/---

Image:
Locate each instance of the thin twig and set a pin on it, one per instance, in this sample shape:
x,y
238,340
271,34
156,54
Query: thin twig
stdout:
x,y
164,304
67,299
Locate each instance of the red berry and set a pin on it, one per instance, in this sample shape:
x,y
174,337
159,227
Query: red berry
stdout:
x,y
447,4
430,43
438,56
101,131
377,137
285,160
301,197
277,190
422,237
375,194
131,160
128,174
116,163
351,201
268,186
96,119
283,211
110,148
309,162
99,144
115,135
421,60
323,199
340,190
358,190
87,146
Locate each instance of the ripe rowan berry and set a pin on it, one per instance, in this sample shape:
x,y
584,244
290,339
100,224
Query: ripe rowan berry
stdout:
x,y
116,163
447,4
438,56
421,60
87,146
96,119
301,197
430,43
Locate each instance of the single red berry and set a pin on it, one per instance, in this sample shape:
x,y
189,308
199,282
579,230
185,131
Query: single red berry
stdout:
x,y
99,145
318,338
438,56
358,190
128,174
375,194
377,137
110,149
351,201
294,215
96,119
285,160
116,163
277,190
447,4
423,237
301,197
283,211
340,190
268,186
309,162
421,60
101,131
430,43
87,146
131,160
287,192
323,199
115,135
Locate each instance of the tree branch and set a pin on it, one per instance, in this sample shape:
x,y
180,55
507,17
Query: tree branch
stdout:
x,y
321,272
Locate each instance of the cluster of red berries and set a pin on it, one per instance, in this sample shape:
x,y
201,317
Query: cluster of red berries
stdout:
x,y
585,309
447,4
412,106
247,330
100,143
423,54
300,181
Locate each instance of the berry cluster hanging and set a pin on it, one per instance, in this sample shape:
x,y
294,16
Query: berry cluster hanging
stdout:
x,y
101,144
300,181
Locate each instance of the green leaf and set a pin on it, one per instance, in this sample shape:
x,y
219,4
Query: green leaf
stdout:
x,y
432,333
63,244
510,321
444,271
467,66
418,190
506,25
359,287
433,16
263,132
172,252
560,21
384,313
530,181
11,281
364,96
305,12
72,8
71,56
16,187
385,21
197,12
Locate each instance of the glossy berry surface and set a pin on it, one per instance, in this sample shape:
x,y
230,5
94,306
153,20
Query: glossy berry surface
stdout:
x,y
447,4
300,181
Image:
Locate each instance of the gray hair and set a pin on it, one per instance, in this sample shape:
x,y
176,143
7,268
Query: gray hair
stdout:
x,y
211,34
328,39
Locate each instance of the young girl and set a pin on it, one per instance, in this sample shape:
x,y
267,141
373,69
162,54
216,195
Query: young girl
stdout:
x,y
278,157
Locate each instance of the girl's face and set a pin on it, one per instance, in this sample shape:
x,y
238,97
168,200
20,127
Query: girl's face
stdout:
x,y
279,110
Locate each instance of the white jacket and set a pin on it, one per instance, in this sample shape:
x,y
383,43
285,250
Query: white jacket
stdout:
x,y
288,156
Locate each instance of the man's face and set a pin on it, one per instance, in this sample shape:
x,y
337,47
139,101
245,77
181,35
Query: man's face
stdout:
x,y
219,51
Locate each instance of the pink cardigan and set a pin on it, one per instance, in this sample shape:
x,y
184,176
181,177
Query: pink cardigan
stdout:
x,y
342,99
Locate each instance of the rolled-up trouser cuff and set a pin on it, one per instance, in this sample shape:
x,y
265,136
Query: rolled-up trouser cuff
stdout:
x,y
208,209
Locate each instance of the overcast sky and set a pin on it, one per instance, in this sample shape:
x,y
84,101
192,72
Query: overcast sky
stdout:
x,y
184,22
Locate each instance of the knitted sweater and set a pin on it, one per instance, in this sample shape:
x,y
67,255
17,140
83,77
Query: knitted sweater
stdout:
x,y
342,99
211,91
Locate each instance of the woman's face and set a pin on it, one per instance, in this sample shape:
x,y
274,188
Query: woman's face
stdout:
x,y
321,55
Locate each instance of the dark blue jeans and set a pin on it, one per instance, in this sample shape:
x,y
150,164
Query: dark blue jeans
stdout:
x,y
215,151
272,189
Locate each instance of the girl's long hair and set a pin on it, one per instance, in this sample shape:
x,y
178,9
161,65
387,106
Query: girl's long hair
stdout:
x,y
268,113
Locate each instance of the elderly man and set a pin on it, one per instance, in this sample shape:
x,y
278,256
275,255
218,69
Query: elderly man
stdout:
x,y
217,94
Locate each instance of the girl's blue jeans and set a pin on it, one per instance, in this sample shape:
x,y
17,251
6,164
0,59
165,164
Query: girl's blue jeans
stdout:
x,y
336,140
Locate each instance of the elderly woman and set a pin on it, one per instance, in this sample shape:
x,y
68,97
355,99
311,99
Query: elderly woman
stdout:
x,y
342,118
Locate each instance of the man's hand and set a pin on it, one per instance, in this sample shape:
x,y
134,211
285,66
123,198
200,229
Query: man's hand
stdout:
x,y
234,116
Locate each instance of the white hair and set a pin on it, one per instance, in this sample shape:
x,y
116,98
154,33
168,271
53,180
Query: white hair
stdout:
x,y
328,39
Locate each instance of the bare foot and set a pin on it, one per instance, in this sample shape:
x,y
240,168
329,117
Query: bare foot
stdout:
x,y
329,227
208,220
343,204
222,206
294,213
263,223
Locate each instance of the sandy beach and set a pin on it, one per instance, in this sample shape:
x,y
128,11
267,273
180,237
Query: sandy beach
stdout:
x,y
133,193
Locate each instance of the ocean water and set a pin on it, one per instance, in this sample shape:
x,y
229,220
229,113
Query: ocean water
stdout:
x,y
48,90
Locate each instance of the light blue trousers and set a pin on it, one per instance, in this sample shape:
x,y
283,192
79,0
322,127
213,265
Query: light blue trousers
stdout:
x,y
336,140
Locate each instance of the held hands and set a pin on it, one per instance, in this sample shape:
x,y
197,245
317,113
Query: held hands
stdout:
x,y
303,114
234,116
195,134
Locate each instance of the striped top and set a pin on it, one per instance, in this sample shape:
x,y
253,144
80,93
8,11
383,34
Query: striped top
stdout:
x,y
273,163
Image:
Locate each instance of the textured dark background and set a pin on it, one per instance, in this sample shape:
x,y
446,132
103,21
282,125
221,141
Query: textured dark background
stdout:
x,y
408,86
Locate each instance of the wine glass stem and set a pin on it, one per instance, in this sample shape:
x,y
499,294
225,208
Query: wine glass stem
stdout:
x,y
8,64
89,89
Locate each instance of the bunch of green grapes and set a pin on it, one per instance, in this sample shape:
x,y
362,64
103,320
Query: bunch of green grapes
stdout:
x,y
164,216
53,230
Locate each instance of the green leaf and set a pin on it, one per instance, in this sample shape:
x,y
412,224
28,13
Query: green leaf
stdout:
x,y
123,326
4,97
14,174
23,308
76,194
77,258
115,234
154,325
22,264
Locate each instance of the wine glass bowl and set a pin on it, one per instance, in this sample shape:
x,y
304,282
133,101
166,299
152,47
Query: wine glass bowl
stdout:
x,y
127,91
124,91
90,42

\---

#### [EXERCISE REQUIREMENTS]
Nothing may be left out: return each entry exactly as it reads.

#### [FULL SOLUTION]
Image:
Locate each instance of the thin twig and set a pin on it, one per instance, in this sample shape:
x,y
238,340
271,34
156,54
Query: thin twig
stdout:
x,y
164,304
67,299
Locate each instance of the red berry and set a pin on it, one per instance, in this sample shape:
x,y
174,337
159,227
Query: red berry
stdout:
x,y
447,4
430,43
438,56
101,131
377,137
285,160
301,197
277,190
422,237
375,194
131,160
128,174
116,163
351,201
268,186
96,119
283,211
110,148
309,162
99,144
115,135
421,60
323,199
340,190
358,190
87,146
Locate each instance of the ripe rowan berry and set a pin on it, one per instance, in this sample shape:
x,y
584,244
290,339
100,224
Query: ripe rowan berry
stdout:
x,y
116,163
447,4
438,56
421,60
87,146
96,119
301,197
430,43
Locate each instance of the single red berry and set a pin on it, one per instance, in this sample shape:
x,y
189,308
199,282
579,230
185,131
Query: single red berry
stdout:
x,y
99,145
318,338
438,56
358,190
128,174
375,194
377,137
110,149
351,201
294,215
96,119
285,160
116,163
277,190
447,4
423,237
301,197
283,211
340,190
268,186
309,162
421,60
101,131
430,43
87,146
131,160
287,192
323,199
115,135
Locate each instance of the tree branch and set a pin on it, one per instance, in this sample shape:
x,y
180,55
507,17
Query: tree branch
stdout:
x,y
321,272
Locate each instance of the cluster of red berries and set a pin on it, one per instance, in this sample shape:
x,y
201,317
Query: cluster of red berries
stdout:
x,y
585,309
447,4
412,106
247,330
100,143
423,54
300,181
Locate each instance of the berry cluster hanging and set a pin on it, one per instance, in this sample shape:
x,y
294,16
Query: berry cluster hanging
stdout:
x,y
101,144
300,181
Locate each instance of the green leaf and set a pin on it, one per instance, in this sample shape:
x,y
219,4
Query: green leaf
stdout:
x,y
432,333
63,244
510,321
444,271
467,66
418,190
506,25
359,287
433,16
263,132
172,252
560,21
384,313
530,181
11,281
364,96
305,12
72,8
71,56
16,187
385,21
197,12
Locate each instance of the glossy berry surface and set a pin on it, one per instance, in this sample shape:
x,y
230,5
94,306
153,20
Query: glossy berry surface
stdout:
x,y
447,4
300,181
Image:
Locate each instance of the gray hair and set a pin on it, one per instance, in this sample shape:
x,y
176,143
7,268
Query: gray hair
stdout:
x,y
211,34
328,39
Locate each instance of the young girl and set a pin on it, one per instance, in this sample shape:
x,y
267,141
373,69
162,54
216,195
Query: young girl
stdout:
x,y
278,157
Locate each instance of the girl's face and set a pin on it, one per instance, in this sample shape:
x,y
238,97
168,200
20,127
Query: girl's face
stdout:
x,y
279,110
Locate each instance of the white jacket and set a pin on it, one per instance, in this sample shape:
x,y
383,43
285,250
Query: white jacket
stdout:
x,y
288,156
Locate each instance of the man's face and set a pin on it, one per instance, in this sample shape:
x,y
337,47
139,101
245,77
181,35
Query: man's face
stdout:
x,y
219,51
Locate each instance of the pink cardigan and set a pin on it, one per instance, in this sample shape:
x,y
184,176
181,177
Query: pink cardigan
stdout:
x,y
342,99
Locate each instance of the rolled-up trouser cuff and set a pin on it, one per instance, in this sample shape:
x,y
265,136
Query: rolled-up trouser cuff
stdout:
x,y
208,209
Locate each instance of the overcast sky and set a pin on it, one per instance, in this sample shape:
x,y
84,101
192,72
Query: overcast sky
stdout:
x,y
184,22
Locate each instance of the knitted sweater and set a pin on it, one per instance, in this sample shape:
x,y
67,255
17,140
83,77
Query: knitted sweater
stdout:
x,y
342,99
211,91
Locate each instance of the woman's face and set a pin on it, one per instance, in this sample shape:
x,y
274,188
Query: woman's face
stdout:
x,y
321,55
Locate each instance of the dark blue jeans and set a pin on it, one per instance, in this sample shape:
x,y
150,164
Query: dark blue jeans
stdout:
x,y
215,151
272,189
Locate each instance of the girl's long hair and set a pin on it, one per instance, in this sample shape:
x,y
178,9
161,65
387,106
Query: girl's long hair
stdout:
x,y
268,113
Locate each instance of the elderly man and set a pin on it, one per instance, in this sample shape:
x,y
278,256
275,255
218,69
Query: elderly man
stdout:
x,y
217,94
Locate each instance of the girl's blue jeans and set a pin on it, one per instance, in this sample shape:
x,y
17,251
6,164
0,59
165,164
Query: girl's blue jeans
stdout:
x,y
336,140
Locate each instance of the elderly woman and set a pin on it, one per instance, in this sample shape:
x,y
68,97
355,99
311,99
Query: elderly woman
stdout:
x,y
342,118
Locate each instance of the man's hand and set a pin on it, one per instance, in this sample shape:
x,y
134,211
285,66
123,198
200,229
Query: man's hand
stdout:
x,y
234,116
Locate each instance of the white hair and set a pin on it, one per instance, in this sample shape:
x,y
116,98
154,33
168,271
53,180
Query: white hair
stdout:
x,y
328,39
Locate each instance of the bare foot and set a pin on it, one per instance, in this sample shape:
x,y
240,168
329,117
Query: bare foot
stdout:
x,y
329,227
208,220
343,204
222,206
294,213
263,223
Locate each instance of the sandy beach and set a pin on it, one per instance, in this sample shape:
x,y
128,11
267,273
180,237
Query: sandy beach
stdout:
x,y
133,193
Locate each instance of the ocean water and set a pin on it, one per instance, in this sample shape:
x,y
229,220
229,113
Query: ocean water
stdout:
x,y
48,90
Locate each instance of the light blue trousers and set a pin on it, one per instance, in this sample shape:
x,y
283,192
79,0
322,127
213,265
Query: light blue trousers
stdout:
x,y
336,140
Locate each instance of the held hands and set a pin on it, one per instance, in this sample shape:
x,y
197,245
317,113
Query: held hands
stdout:
x,y
303,114
234,116
195,134
Locate each instance of the striped top and set a pin on it, one per instance, in this sample shape:
x,y
253,144
80,93
8,11
383,34
Query: striped top
stdout:
x,y
273,163
Image:
Locate each instance of the textured dark background and set a pin on it, one per instance, in this sample shape:
x,y
446,132
103,21
282,125
221,141
Query: textured dark background
stdout:
x,y
408,86
Locate each instance of the wine glass stem and set a pin on it, one per instance, in this sample shape:
x,y
499,294
225,208
Query: wine glass stem
stdout:
x,y
8,64
89,89
Locate each instance of the bunch of green grapes and set a pin on it, one per instance, in this sample shape:
x,y
362,64
103,320
Query: bunch of green grapes
stdout:
x,y
164,216
53,230
Locate each instance of the green leaf and set a pin on it, one per instance, in this sample shape:
x,y
412,224
28,13
Query: green leaf
stdout:
x,y
123,326
4,97
14,174
23,308
76,194
77,258
115,234
154,325
22,264
Locate each instance of the wine glass bowl and set a pin on it, one per instance, in this sample shape:
x,y
304,282
133,101
166,299
152,47
Query: wine glass bowl
stdout:
x,y
127,91
124,91
90,42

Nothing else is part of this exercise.